Exercise »
Work out how many lines in the entries below include the word "sports". Give nothing but the number.

Data to process »
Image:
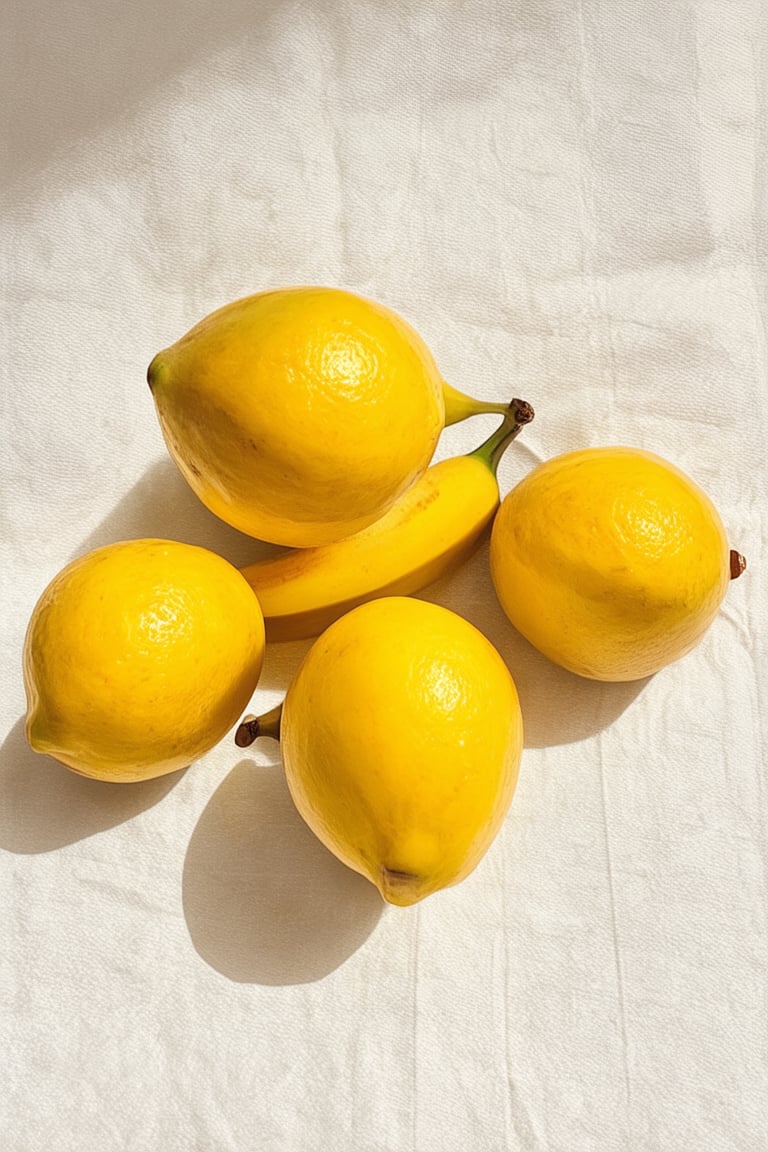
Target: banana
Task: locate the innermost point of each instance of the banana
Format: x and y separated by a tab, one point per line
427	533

---

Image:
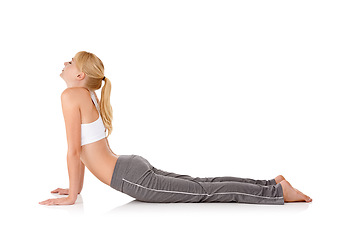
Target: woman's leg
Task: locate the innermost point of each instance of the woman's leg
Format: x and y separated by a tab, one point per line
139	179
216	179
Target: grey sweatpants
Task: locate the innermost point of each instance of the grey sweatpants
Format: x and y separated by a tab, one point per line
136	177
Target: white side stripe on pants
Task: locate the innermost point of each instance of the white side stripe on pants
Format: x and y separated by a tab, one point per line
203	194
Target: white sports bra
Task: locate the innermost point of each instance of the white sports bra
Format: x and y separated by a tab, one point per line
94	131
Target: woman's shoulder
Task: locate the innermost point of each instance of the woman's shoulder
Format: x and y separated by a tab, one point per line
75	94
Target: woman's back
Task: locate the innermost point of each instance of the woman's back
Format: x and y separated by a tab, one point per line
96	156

Reply to the exercise »
2